> [Passage to read]:
==================================================

Vaclav Kosar's face photo
Vaclav Kosar
Software, Machine Learning, & Business

Feed-Forward, Self-Attention & Key-Value

Feed-forward layer is similar to cross-attention as observed in SwiGLU and All-attention.

Have you forgotten about Transformer’s feed-forward layer? It eats 2/3 of the model params!

The last post on LambdaNetwork sketches self-attention as a differentiable query of a key-value store. The Transformer’s feed-forward sublayer is similar to the cross-attention attending to a separate sequence via key and value input. So, it is a bit like differentiable key-value memory.

Can we gain more understanding of Transformer model operation by looking at the feed-forward layer?

Where is Feed-Forward Layer?

Where is Feed-Forward layer within the architecture exactly? Feed-forward layer camps within encoder and decoder layers as a sublayer just behind the self-attention sub-layer.

Transformer encoder layers. Feed-forward is a sub-layer after the self-attention.
Transformer encoder layers. Feed-forward is a sub-layer after the self-attention (source)

What is Feed-Forward Layer?

  • It is a position-wise transformation that consists of linear transformation, ReLU, and another linear transformation.

  • formula: \( \mathrm{ffLayer} = \sum_i \mathrm{relu}(q_i k_i^\intercal + b_i) v_i + c\)

  • Don’t forget the residual connections and their addition and normalization to outputs of both feed-forward and self-attention.

Transformer Feed-Forward Layer
Transformer Feed-Forward Layer

Feed-Forward Layer vs Cross-Attention

Have you noticed that the feed-forward sublayer is akin to key-value memory of the self-attention except for non-linearity is ReLU and bias-terms \( b, c \)?

\( \mathrm{keyValMemory} = \sum_i \mathrm{softmax}(q_i k_i^\intercal) v \)

More specifically feed-forward layer is a bit like a cross-attention with a trainable embedding sequence. Augmenting Self-attention with Persistent Memory paper saw the similarity of feed-forward sublayer and self-attention and suggested an architecture simplification. They restated the feed-forward layer, incorporated it into the self-attention sublayer, and named the new block “All-attention”. And they reportedly slightly outperformed the vanilla model on the next token prediction task.

All-attention: feed-forward layer restated as self-attention

Google’s PaLM model authors adopted gated linear unit (GLU) based modification to their feed-forward layer, which is midly similar to cross-attention:

SwiGLU Modified Feed-Forward Layer

  • instead of RELU \( max(0, xW_1 + b_1)W_2 + b_2 \) uses SwiGLU \( (\mathrm{Swish}(xW_1) \otimes xV ) W_2 \)
  • gated linear unit (GLU) is a sigmoid controlled output
  • midly similar to cross-attention with a static sequence
  • ~1% higher accuracy in compute equivalent setup
  • swish activation: \( \mathrm{Swish}(x) := x (1 + exp(−x))^{−1} \)
  • used in PaLM model

But does the feed-forward sublayer really behave like key-value memory not only talk a talk?

Feed-Forward Key-Value Memories - Empirical Study

In Transformer Feed-Forward Layers Are Key-Value Memories authors show that feed-forward layer does walk the walk of a key-value store.

==================================================

> [Collected material]:
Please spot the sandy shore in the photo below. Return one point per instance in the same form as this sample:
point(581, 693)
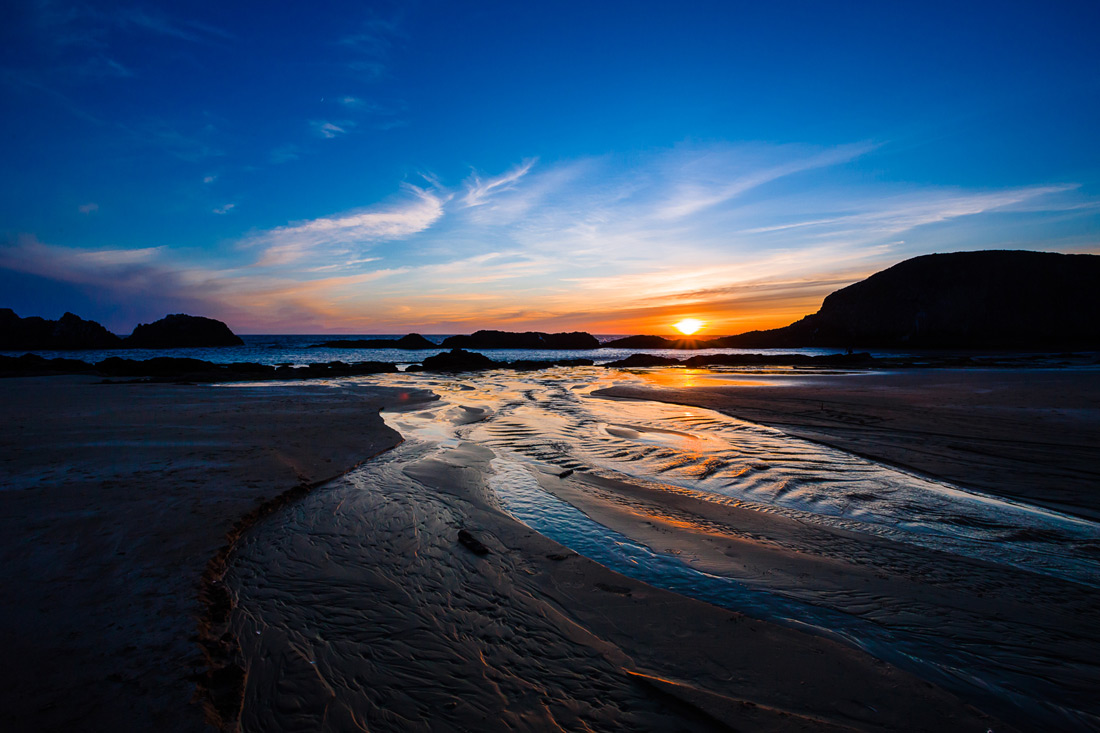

==================================================

> [Exercise tasks]:
[1] In the page on the feed-forward layer, what name did the authors of the Augmenting Self-attention with Persistent Memory paper give their new block?
[2] Carry on the page on the feed-forward layer, picking up after its last sentence.

> [Answer set]:
[1] All-attention.

[2]
The paper studies activation of feed-forward keys for the last position of the input sequence. The activated keys are keys with top-n ReLU outputs for given feed-forward sublayer. For most of the keys in the feed-forward sublayers the authors found one or more human-interpretable input text patterns for which the key in feed-forward was being activated. Text patterns ranged from simple exact word matches (e.g. last word is “substitutes”) to more complex topics (e.g. “one of”, “part of”, “among”). Authors also observed that the upper layers memorize more abstract patterns.

Unfortunately not all samples are provided in the pre-print. Furthermore, they report they found more than one pattern per key. Were those patterns referencing a single topic or disparate topics? If single key was associated with multiple topics, can we still look at it as a memory cell?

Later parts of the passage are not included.